» Instrucciones
(a) Copia del texto sobre el olor de los países el fragmento que va de "Alguien me dijo" a "siempre nos espera.", ambos incluidos.
(b) Responde estas preguntas según el texto sobre el olor de los países:
(i) ¿A qué huelen Alemania y Suiza?
(ii) ¿Qué olor recuerda el texto de los primeros viajes a México?
(iii) ¿De qué es mezcla el olor de Gran Bretaña?
(c) ¿Cómo se traduce al inglés esta oración del texto sobre el olor de los países: "Ese olor es el anuncio de la gran aventura que siempre nos espera."?

Alguien me dijo en alguna ocasión que los países huelen. Y es cierto.

Por lo que me dicen, España huele a aceite de oliva y a cigarro. Yo no puedo distinguirlo pero es muy probable que sea así.

Recuerdo el olor de Gran Bretaña. Es una mezcla de carbón con vanguardismo y novedad.

Alemania y Suiza huelen a mantequilla y quesos. Recuerdo perfectamente el olor de los países nórdicos. Pareciera que permanentemente uno está comiendo salmón.

Ya no puedo oler a México porque hace muchos años que me acostumbré. Sin embargo, en mis primeros viajes, hace ya mucho tiempo, recuerdo el olor muy poderoso a taco.
Entraba en los pulmones e irradiaba el resto del cuerpo. Lamentablemente ya no lo percibo.

Los países huelen de una manera particular, enseñando sus secretos y publicando su anonimato. Ese olor es el anuncio de la gran aventura que siempre nos espera.

No sé cuántas veces he vuelto a México. Muchas, pero nunca demasiadas. Porque México está siempre muy dentro, clavado en las simas de mi alma, en el subterfugio más recóndito; allá donde sólo alcanzan los secretos que no se cuentan ni en los sueños de los hedores.

Allí está mi México agazapado, escurrido en mi espíritu, esperándome siempre con sus puertas de par en par, con los brazos abiertos arrogándome en su manto como el de la Virgen de Guadalupe entre músicas y trompetas de mariachi como un niño perdido en la inmensidad del amor por una amanecer de una playa de Huatulco o el ocaso entre los Atlantes en Hidalgo.

» Contenido de datos
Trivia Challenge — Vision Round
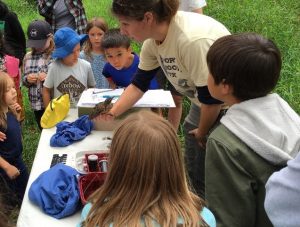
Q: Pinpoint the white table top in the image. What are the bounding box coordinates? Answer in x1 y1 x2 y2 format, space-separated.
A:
17 109 112 227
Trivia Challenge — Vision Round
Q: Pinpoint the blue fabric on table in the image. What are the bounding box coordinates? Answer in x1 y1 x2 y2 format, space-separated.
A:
50 115 93 147
28 163 80 219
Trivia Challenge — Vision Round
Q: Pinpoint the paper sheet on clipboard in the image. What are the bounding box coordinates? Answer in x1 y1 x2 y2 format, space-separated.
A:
77 88 175 108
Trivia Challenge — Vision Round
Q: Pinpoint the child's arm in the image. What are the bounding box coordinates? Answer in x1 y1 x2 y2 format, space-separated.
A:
0 132 6 142
43 87 51 108
9 103 22 121
0 156 20 179
106 77 117 89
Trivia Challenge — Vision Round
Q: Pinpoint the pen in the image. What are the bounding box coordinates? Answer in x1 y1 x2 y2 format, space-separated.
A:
93 89 114 94
102 95 120 99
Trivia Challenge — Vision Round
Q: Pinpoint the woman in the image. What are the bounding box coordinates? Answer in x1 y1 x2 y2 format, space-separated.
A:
98 0 229 197
82 111 216 227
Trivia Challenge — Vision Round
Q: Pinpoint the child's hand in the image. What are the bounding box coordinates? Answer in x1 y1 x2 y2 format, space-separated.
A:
9 103 22 113
0 132 6 142
3 164 20 180
27 73 38 84
38 72 47 81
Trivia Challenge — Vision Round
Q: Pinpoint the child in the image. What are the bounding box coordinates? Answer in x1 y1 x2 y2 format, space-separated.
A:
205 33 300 227
82 111 215 227
265 153 300 227
0 23 25 123
43 27 95 107
102 28 158 89
0 72 28 205
23 20 54 129
80 17 109 88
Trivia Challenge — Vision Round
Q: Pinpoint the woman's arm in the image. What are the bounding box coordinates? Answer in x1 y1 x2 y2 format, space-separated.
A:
43 87 51 108
109 84 144 117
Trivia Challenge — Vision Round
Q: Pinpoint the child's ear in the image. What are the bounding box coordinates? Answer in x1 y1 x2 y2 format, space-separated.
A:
221 80 233 95
144 12 154 24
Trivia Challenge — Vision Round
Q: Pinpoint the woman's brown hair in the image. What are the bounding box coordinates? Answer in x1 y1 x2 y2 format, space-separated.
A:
83 17 108 59
83 111 205 227
112 0 179 22
0 71 18 130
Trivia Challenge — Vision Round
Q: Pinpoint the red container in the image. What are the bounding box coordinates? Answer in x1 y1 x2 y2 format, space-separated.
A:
79 153 108 205
79 172 106 205
85 153 108 173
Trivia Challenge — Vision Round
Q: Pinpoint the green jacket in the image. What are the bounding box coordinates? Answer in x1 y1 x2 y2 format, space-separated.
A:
205 124 284 227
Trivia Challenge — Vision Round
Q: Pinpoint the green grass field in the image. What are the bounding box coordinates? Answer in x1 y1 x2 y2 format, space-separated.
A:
5 0 300 223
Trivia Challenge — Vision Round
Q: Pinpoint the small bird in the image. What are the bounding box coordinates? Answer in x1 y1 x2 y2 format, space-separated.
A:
89 97 114 120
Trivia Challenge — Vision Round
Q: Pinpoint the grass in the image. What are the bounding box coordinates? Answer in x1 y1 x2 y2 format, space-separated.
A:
5 0 300 223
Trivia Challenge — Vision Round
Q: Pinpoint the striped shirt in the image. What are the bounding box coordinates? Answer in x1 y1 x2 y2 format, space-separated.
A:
38 0 87 34
23 52 52 111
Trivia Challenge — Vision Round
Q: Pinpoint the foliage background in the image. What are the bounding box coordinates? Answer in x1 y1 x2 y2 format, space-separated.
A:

» Soluciones
(a)
Alguien me dijo en alguna ocasión que los países huelen. Y es cierto.

Por lo que me dicen, España huele a aceite de oliva y a cigarro. Yo no puedo distinguirlo pero es muy probable que sea así.

Recuerdo el olor de Gran Bretaña. Es una mezcla de carbón con vanguardismo y novedad.

Alemania y Suiza huelen a mantequilla y quesos. Recuerdo perfectamente el olor de los países nórdicos. Pareciera que permanentemente uno está comiendo salmón.

Ya no puedo oler a México porque hace muchos años que me acostumbré. Sin embargo, en mis primeros viajes, hace ya mucho tiempo, recuerdo el olor muy poderoso a taco.
Entraba en los pulmones e irradiaba el resto del cuerpo. Lamentablemente ya no lo percibo.

Los países huelen de una manera particular, enseñando sus secretos y publicando su anonimato. Ese olor es el anuncio de la gran aventura que siempre nos espera.

(b)
(i) A mantequilla y quesos.
(ii) Un olor muy poderoso a taco.
(iii) De carbón con vanguardismo y novedad.

(c) That smell is the announcement of the great adventure that always awaits us.